### ÉNONCÉ 1
Recopiez le passage du texte sur la défense de la crête en commençant par « Aussi le commandant » et en poursuivant jusqu'à « moins jusqu’à Saint-Héand. ».

========

De ce point culminant, en effet il peut descendre à volonté et avec une poignée d’hommes soit sur Saint-Etienne soit sur Saint-Chamond, soit sur Rive-de-Gier ce qui équivaut à dire qu’il a en son pouvoir toutes les richesses du bassin houiller de Saint-Etienne. Il y a donc un intérêt de premier ordre à occuper fortement cette crête si peu sérieuses que puissent paraître d’ailleurs les chances d’une attaque puisqu’en le défendant on soustrait, autant que faire se peut, à la convoitise de l’ennemi la meilleure part de la frontière du département.
Aussi le commandant du génie n’hésite-t-il pas à demander que non seulement les ouvrages qui sont commencés sur ce point soient achevés et pourvus de toutes leurs défenses accessoires, fraise, chausse trappes, abattis, enchevêtrements de fils de fer, embuscades pour les tirailleurs, mais il insiste aussi pour que ce même système de défense soit continué sur toute la hauteur qui butte(sic) à bonne portée l’éperon sur lequel est bâti le village de Fontanès et prolongé ensuite au moins jusqu’à Saint-Héand.

========

### ÉNONCÉ 2
Dans les entrées, en commençant par la ligne contenant « The scan above contains the man's black » et en poursuivant jusqu'à la ligne contenant « [79,258,92,284] », multipliez par 2,1 chaque coordonnée figurant dans les réponses, puis arrondissez-la à l'entier le plus proche, les demis étant arrondis vers le haut. Reproduisez uniquement ces lignes, demandes comprises.

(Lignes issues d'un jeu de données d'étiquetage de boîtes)
========

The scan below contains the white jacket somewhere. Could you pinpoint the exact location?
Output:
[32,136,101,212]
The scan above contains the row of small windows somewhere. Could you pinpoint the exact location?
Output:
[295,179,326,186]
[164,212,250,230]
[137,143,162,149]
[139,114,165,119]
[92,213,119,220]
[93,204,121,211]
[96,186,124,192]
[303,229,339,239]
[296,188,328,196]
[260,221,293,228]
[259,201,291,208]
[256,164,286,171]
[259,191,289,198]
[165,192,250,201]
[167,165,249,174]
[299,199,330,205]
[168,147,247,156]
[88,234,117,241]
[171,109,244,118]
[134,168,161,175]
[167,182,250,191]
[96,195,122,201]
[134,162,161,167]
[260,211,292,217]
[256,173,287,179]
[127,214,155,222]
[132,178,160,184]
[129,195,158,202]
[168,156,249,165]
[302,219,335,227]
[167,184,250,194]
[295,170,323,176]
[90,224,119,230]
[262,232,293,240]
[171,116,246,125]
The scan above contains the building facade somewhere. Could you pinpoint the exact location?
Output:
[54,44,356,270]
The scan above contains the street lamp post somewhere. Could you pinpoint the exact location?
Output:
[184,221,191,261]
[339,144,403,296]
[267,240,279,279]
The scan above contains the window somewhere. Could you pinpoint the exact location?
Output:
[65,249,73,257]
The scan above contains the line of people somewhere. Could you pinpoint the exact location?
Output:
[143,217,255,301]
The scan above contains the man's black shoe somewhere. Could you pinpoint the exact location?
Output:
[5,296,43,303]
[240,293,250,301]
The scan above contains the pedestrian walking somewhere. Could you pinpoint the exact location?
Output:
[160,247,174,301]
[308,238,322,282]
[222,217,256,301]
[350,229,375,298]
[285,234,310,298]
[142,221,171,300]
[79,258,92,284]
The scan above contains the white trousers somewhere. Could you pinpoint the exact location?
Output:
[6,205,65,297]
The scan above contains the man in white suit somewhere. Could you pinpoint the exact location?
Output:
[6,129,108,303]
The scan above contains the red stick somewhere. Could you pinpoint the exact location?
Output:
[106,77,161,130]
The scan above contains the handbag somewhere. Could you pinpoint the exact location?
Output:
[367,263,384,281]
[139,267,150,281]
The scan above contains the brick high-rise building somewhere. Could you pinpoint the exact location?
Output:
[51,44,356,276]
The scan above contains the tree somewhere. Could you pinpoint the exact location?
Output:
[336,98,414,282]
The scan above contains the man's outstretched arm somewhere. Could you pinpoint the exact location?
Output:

========

### RÉSULTAT ATTENDU 1
Aussi le commandant du génie n’hésite-t-il pas à demander que non seulement les ouvrages qui sont commencés sur ce point soient achevés et pourvus de toutes leurs défenses accessoires, fraise, chausse trappes, abattis, enchevêtrements de fils de fer, embuscades pour les tirailleurs, mais il insiste aussi pour que ce même système de défense soit continué sur toute la hauteur qui butte(sic) à bonne portée l’éperon sur lequel est bâti le village de Fontanès et prolongé ensuite au moins jusqu’à Saint-Héand.

### RÉSULTAT ATTENDU 2
The scan above contains the man's black shoe somewhere. Could you pinpoint the exact location?
Output:
[11,622,90,636]
[504,615,525,632]
The scan above contains the pedestrian walking somewhere. Could you pinpoint the exact location?
Output:
[336,519,365,632]
[647,500,676,592]
[466,456,538,632]
[735,481,788,626]
[599,491,651,626]
[298,464,359,630]
[166,542,193,596]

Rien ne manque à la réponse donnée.